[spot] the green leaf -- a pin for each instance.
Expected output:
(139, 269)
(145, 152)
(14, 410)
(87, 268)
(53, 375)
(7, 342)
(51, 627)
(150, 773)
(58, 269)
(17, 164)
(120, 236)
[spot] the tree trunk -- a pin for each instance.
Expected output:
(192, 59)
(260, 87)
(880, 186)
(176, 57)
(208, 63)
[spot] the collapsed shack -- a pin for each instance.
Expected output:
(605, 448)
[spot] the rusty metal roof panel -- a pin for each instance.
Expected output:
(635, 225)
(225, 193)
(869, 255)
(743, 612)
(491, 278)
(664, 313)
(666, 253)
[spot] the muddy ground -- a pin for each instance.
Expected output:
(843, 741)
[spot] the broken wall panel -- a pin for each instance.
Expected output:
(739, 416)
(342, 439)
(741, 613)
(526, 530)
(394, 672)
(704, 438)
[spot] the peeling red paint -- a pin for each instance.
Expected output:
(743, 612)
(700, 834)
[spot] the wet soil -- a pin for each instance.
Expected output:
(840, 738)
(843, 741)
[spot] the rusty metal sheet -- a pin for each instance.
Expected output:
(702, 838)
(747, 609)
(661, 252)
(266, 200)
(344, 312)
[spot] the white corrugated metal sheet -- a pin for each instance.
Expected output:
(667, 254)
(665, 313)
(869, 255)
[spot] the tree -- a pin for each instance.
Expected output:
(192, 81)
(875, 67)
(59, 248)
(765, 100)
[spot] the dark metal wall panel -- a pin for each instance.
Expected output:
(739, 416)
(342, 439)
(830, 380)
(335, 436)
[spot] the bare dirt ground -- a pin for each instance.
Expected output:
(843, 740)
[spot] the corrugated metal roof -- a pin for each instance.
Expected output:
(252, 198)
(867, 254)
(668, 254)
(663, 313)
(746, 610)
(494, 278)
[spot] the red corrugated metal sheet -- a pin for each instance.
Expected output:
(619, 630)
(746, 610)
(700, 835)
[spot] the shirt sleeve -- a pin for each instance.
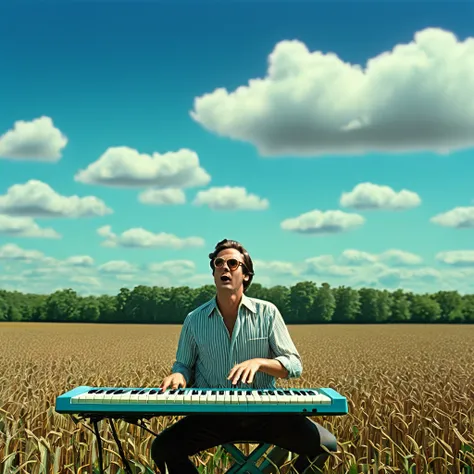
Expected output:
(186, 354)
(283, 347)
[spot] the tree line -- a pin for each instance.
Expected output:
(303, 303)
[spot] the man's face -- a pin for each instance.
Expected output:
(224, 277)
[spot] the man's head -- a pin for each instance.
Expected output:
(231, 265)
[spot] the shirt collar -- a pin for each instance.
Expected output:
(246, 301)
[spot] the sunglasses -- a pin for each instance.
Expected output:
(232, 263)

· · · · ·

In the material above, find each line that contains the word "shirt", and select it.

[spot] the shirt sleeve -- a pin for each instance.
[spot] the shirt collar -- a pin for each instance.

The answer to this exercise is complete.